• READING PASSAGE:

Wednesday, February 2, 2011

Achy Belly and Birth Center

I am really exhausted today. It is SO cold outside and I can't help but snuggle up on the couch under a blanket with a fire going. Tucker is happy to have me sitting down and thrilled that I let him share my blanket. Truthfully, he is keeping me warm and I love his sweet snuggles. I know he will have a hard time adjusting when the baby is here, but he really is wonderful with babies. He is a sweetie!


Aside from being tired and my belly slightly aching I feel great. I was told that because of my chemical pregnancy being so recent I will probably get my "baby bump" earlier. I know they were right, because I can feel it!

Yesterday's appointment with the midwife was fabulous. We looked around the center and learned about the suites and what a pregnancy and delivery would look like there. At one point the midwife turned to Carlos and said, "So, why do you want your wife to have her baby here?" Carlos quickly came back with, "Because my wife knows way more about this than I do, and it's what she wants-so it's what I want!" Hahaha-the midwife thought that was hilarious. I fell in love with the midwife and the place; there is only one problem. We can't afford it. My insurance will pay for a hospital birth but not a birthing center. BUMMER! The center birth would cost $3,750.00 for absolutely everything, but it is due before my 28th week. I know that whatever God wants us to do will work out and be fine, but I can't say that I'm not going to pray we find a way to deliver at the birthing center. I am hoping for a natural birth with no medications or interventions. I am very sensitive to medications, and believe that a center would be a healthier and happier birth for me and the baby; but I also believe that God knows my heart. He knows what my preference is and our financial position. He knows this baby better than I EVER will and I can trust Him to provide for the center or guide us through a natural hospital birth. Either way, I think being obedient is the most important thing. We believe in being debt free and not going into debt for personal preference. Right now I am praying and asking for clear direction and patience. We have a little while before a decision needs to be made and I know God's timing is never like mine : )
If you'd like to join us in praying about this, you are more than welcome!

Love to all,

Lyd and baby P.

1 comment:

  1. Hey!! Love this! Jon and I miscarried our first baby. It was so hard...I know the concerns that nag with the second. I am praying that God will flood those with His Peace. I am also praying that God will provide a way for you to afford the center. I am also sensitive to chemicals and always got very sick after delivering both kids. Do they take payments? Co-signers? Can we do fundraisers?

• EXTRACTED MATERIAL:
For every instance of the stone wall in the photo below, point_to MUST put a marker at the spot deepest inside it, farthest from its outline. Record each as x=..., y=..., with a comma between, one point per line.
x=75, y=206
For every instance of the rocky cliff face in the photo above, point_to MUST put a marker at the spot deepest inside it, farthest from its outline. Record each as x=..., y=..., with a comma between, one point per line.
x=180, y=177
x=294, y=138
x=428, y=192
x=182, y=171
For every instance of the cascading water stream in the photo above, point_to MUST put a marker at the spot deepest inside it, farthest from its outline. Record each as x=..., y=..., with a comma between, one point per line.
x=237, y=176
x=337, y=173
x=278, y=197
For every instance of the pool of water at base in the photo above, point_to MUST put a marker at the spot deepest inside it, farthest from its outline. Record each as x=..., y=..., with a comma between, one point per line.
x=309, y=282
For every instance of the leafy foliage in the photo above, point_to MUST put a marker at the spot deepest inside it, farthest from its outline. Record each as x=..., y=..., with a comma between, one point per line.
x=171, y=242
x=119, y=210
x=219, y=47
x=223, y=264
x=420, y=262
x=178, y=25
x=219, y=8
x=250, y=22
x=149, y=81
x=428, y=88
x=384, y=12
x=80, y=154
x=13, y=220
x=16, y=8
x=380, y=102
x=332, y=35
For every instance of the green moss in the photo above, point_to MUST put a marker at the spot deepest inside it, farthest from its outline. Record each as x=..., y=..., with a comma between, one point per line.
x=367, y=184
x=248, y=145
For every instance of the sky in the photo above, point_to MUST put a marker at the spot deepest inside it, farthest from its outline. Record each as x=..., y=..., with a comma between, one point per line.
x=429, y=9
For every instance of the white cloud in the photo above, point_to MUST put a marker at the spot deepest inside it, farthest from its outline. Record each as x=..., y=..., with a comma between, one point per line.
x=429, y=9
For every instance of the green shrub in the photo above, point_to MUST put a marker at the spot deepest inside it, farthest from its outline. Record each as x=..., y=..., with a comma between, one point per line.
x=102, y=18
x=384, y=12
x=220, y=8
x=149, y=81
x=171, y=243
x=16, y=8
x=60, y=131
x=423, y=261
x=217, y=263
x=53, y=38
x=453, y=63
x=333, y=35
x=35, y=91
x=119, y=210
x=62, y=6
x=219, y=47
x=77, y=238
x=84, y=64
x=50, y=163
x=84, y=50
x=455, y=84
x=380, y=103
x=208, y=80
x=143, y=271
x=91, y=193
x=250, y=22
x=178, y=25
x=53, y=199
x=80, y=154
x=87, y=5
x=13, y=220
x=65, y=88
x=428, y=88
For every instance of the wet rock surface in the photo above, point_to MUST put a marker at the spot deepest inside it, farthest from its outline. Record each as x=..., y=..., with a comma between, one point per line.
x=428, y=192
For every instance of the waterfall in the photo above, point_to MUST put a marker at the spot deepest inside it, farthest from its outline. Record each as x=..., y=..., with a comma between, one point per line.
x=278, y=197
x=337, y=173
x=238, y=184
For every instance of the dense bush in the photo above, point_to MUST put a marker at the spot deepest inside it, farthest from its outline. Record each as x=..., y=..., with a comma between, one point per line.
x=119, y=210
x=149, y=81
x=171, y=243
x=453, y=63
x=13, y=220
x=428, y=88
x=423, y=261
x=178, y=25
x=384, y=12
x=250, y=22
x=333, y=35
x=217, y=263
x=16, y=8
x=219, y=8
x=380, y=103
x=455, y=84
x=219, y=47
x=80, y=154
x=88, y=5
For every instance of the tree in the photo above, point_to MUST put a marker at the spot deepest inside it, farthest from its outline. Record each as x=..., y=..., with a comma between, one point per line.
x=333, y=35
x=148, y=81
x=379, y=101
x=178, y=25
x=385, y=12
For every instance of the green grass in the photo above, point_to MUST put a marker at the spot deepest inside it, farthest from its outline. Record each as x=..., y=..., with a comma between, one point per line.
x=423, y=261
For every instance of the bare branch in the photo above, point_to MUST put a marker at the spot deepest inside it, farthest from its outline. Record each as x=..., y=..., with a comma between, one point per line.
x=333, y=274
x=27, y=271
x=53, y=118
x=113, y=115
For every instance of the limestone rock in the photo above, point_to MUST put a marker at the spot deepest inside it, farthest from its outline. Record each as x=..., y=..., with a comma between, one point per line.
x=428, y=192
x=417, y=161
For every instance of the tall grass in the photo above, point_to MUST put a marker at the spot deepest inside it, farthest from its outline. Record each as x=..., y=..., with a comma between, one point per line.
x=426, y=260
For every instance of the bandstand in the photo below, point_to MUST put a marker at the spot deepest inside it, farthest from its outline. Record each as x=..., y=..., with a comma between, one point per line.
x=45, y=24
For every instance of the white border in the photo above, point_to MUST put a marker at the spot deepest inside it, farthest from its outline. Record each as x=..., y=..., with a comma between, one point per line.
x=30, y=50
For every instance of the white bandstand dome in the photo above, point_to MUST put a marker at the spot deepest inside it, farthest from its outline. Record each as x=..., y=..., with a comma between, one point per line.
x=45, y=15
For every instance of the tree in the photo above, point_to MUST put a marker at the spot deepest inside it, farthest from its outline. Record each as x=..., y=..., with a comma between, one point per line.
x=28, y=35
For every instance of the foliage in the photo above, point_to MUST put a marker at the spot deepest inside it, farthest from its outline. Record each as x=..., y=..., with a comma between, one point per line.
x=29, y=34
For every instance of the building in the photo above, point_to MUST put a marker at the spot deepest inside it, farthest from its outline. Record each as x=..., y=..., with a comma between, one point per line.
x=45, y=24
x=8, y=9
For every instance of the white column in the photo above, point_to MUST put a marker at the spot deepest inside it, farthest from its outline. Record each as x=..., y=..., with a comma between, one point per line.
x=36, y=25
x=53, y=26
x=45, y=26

• STUDY QUESTIONS:
[A] According to the blog post, how much would the birth at the center cost?
[B] Quote the blog post from "I am really" up to and including "can feel it!".
The material isn't needed for any of this.

• OUTPUTS BY TASK:
[A] $3,750.00 for absolutely everything.

[B]
I am really exhausted today. It is SO cold outside and I can't help but snuggle up on the couch under a blanket with a fire going. Tucker is happy to have me sitting down and thrilled that I let him share my blanket. Truthfully, he is keeping me warm and I love his sweet snuggles. I know he will have a hard time adjusting when the baby is here, but he really is wonderful with babies. He is a sweetie!


Aside from being tired and my belly slightly aching I feel great. I was told that because of my chemical pregnancy being so recent I will probably get my "baby bump" earlier. I know they were right, because I can feel it!